_Exercise directions:_ In the CAR-T agent page below, rewrite the paragraph beginning "How it works:" as a brief list that keeps its main facts.

_Text under study:_
[Start of Attachment]

CAR-T Intelligence Agent¶
Cross-functional intelligence across the CAR-T cell therapy development lifecycle. Part of the HCLS AI Factory.

Overview¶
The CAR-T Intelligence Agent breaks down data silos across the 5 stages of CAR-T development. It searches across all data sources simultaneously and synthesizes cross-functional insights powered by Claude.
| Collection | Records | Source |
|---|---|---|
| Literature | 5,047 | PubMed abstracts via NCBI E-utilities |
| Clinical Trials | 973 | ClinicalTrials.gov API v2 |
| CAR Constructs | 6 | 6 FDA-approved CAR-T products |
| Assay Results | 45 | Curated from landmark papers (ELIANA, ZUMA-1, KarMMa, CARTITUDE-1, etc.) |
| Manufacturing | 30 | Curated CMC/process data (transduction, expansion, release, cryo, logistics) |
| Safety | — | Pharmacovigilance, CRS/ICANS profiles |
| Biomarkers | — | CRS prediction, exhaustion monitoring |
| Regulatory | — | Approval timelines, post-marketing requirements |
| Sequences | — | Molecular binding, scFv sequences |
| Real-World Evidence | — | Registry outcomes, real-world data |
| Genomic Evidence | (read-only) | Shared from Stage 2 RAG pipeline (Milvus) |
| Total | 6,266+ vectors | 11 collections (10 owned + 1 read-only) |
Example Queries¶
"Why do CD19 CAR-T therapies fail in relapsed B-ALL?"
"Compare 4-1BB vs CD28 costimulatory domains for DLBCL"
"What manufacturing parameters predict clinical response?"
"BCMA CAR-T resistance mechanisms in multiple myeloma"
"How does T-cell exhaustion affect CAR-T persistence?"
All queries return grounded, cross-collection answers with clickable Literature:PMID and Trial:NCT... citations.
Comparative Analysis Mode¶
Comparative queries are auto-detected and produce structured side-by-side analysis with markdown tables, advantages/limitations, and clinical context.
"Compare CD19 vs BCMA" → Target vs target
"Compare 4-1BB vs CD28 costimulatory domains" → Costimulatory domain comparison
"Kymriah versus Carvykti" → Product vs product (resolves to CD19 vs BCMA)
"Compare CRS and ICANS toxicity" → Toxicity profile comparison
How it works: The engine detects "vs/versus/compare" keywords, parses two entities, resolves each against the knowledge graph (25 antigens, 6 products, 8 toxicities, 10 manufacturing processes), runs dual retrievals with per-entity filtering, and builds a comparative prompt that instructs Claude to produce structured tables. The evidence panel groups results by entity with color-coded headers.

[End of Attachment]

_Data:_
[Start of Attachment]

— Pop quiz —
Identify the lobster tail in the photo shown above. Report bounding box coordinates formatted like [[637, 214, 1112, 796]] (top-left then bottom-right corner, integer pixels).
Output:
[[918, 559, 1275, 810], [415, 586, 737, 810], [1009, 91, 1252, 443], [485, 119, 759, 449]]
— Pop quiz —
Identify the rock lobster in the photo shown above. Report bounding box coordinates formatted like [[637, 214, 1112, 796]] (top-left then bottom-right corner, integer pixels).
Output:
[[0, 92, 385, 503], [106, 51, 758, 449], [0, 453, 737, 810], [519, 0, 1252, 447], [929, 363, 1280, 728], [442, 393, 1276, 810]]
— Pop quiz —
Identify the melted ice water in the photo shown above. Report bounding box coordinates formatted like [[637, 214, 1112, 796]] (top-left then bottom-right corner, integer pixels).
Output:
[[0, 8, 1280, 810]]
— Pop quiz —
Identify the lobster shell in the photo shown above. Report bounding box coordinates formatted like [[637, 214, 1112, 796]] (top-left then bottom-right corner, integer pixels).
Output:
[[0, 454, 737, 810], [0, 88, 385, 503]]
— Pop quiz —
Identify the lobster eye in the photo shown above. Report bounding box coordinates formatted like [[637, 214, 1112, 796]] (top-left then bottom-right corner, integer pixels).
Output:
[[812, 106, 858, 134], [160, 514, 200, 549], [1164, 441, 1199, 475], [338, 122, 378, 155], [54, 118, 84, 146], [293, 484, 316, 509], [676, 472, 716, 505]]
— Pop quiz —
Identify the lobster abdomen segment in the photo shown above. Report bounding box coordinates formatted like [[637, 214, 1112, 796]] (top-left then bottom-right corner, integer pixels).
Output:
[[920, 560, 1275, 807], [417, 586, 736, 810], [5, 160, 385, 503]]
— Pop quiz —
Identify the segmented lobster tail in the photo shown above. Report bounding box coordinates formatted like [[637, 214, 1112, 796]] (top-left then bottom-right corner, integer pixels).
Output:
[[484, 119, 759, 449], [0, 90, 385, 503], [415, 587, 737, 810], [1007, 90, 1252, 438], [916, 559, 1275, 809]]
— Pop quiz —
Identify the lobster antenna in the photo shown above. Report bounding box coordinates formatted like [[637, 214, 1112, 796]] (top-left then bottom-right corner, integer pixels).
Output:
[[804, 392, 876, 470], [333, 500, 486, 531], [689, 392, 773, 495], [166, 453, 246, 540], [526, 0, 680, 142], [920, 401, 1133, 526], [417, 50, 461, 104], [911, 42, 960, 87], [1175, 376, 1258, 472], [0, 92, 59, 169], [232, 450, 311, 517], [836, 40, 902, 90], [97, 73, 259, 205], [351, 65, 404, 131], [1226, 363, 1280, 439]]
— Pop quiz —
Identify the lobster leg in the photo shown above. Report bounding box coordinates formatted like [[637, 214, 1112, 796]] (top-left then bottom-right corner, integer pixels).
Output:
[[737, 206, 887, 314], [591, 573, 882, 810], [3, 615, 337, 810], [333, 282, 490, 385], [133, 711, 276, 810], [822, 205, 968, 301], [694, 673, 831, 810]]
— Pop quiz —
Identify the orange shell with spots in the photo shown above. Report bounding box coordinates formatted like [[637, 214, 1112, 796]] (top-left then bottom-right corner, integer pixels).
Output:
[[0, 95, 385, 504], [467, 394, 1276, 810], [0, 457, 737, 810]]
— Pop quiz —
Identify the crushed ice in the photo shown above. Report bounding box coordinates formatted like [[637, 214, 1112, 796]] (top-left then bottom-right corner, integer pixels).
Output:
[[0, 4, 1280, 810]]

[End of Attachment]

_Exercise response:_
- Detects the keywords "vs," "versus," or "compare."
- Parses the two entities being compared.
- Resolves each entity against the knowledge graph (25 antigens, 6 products, 8 toxicities, 10 manufacturing processes).
- Runs dual retrievals with per-entity filtering.
- Builds a comparative prompt that instructs Claude to produce structured tables.
- Shows results in an evidence panel grouped by entity, with color-coded headers.